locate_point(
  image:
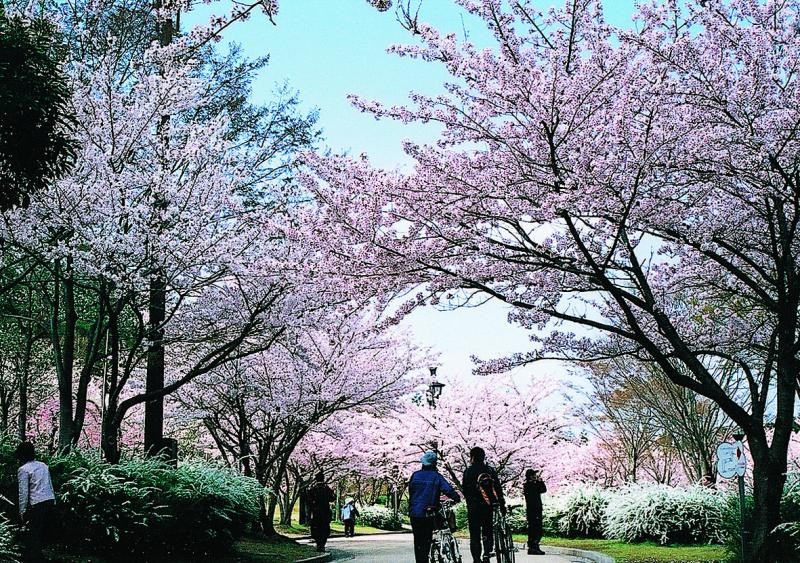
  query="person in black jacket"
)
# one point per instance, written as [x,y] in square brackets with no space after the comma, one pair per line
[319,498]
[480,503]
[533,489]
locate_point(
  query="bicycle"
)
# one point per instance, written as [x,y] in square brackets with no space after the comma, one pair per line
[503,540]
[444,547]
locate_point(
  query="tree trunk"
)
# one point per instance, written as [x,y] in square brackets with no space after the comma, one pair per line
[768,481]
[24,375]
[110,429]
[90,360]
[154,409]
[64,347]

### Brief
Rewrite the entire listing above line for line, scaling every x and y point coordinate in the answers by 2.1 and rounding each to the nearest whole number, with halves rounded up. Leave the picture out.

### Full answer
locate_point(
  image:
  query="person in black jacket"
)
# one point per instance, written as [x,y] in square brackets with no space after the comma, one pair per line
[670,1046]
[1008,1056]
[1119,1027]
locate_point(
  query="bicycle"
)
# one point per instance, written as [x,y] in square brackets with no space after the comma, one pair per line
[1056,1134]
[932,1149]
locate_point(
  query="tree trunk"
)
# one point per instance, written as [x,y] in square brackets with no space after the comma, one pair per line
[1613,1010]
[50,788]
[231,901]
[189,756]
[323,859]
[134,729]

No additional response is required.